» What you have to do: Please give the count of lines below with the string "foliage" in them, and no other words.
======
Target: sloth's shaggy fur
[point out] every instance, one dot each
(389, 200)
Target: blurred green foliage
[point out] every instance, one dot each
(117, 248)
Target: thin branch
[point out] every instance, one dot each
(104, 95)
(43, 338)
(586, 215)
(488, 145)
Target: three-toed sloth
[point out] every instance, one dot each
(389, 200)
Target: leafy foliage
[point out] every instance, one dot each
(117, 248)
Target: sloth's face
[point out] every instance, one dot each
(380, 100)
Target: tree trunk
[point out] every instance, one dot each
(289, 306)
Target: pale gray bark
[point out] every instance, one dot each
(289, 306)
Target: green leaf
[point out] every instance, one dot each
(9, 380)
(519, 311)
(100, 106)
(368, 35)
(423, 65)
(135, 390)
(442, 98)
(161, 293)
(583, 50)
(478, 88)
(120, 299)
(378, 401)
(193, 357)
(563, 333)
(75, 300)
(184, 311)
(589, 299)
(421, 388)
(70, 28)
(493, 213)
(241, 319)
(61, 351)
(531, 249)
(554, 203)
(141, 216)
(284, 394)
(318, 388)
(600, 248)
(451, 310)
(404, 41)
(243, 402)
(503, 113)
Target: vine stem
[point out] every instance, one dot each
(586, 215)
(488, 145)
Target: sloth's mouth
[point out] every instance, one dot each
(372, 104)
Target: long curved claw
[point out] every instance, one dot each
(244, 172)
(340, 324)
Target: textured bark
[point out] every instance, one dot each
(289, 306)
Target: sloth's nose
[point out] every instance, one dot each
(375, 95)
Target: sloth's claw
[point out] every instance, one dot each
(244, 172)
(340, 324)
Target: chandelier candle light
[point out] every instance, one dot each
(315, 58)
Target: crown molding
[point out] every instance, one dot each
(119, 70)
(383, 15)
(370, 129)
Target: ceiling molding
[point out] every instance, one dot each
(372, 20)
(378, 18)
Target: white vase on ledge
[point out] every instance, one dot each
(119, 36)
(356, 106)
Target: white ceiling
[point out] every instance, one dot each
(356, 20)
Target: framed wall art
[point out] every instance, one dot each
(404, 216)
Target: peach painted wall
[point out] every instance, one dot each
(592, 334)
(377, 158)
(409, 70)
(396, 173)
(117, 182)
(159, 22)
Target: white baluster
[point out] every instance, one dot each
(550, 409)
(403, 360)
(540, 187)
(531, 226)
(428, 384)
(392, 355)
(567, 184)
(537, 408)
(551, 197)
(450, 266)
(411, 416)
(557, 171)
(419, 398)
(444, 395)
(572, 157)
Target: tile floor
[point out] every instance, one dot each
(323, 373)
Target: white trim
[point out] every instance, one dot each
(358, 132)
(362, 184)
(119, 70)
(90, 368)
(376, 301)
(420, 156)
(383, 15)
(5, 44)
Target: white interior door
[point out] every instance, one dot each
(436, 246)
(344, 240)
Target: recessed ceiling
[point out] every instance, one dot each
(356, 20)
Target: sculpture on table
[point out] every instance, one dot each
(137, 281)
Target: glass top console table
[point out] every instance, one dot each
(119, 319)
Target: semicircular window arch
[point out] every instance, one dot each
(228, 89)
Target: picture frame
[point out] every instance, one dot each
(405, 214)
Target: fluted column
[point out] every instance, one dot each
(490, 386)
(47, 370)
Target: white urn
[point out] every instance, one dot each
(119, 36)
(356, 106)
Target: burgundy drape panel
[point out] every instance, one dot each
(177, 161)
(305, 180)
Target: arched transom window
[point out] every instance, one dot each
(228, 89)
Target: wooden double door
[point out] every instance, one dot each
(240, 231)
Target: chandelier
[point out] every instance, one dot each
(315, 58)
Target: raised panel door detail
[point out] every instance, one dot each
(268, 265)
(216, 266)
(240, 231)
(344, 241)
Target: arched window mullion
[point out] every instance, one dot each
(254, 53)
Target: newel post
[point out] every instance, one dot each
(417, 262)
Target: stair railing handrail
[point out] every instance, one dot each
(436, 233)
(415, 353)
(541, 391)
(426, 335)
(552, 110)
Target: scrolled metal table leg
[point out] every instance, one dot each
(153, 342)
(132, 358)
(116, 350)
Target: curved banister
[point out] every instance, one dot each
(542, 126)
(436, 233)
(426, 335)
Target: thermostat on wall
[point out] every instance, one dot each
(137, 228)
======
» Response: 2